(Aim of the task)
Set down every entry exactly as it was written.

Dataset entries:
◆ ◆ ◆ ◆ ◆
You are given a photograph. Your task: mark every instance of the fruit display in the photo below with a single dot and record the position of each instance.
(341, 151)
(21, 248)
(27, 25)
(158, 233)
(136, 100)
◆ ◆ ◆ ◆ ◆
(Response below)
You are given a photograph. Your task: mark every instance of the fruit display in the photo below with a single dot and record the position of each instance.
(341, 151)
(21, 248)
(27, 25)
(158, 233)
(136, 100)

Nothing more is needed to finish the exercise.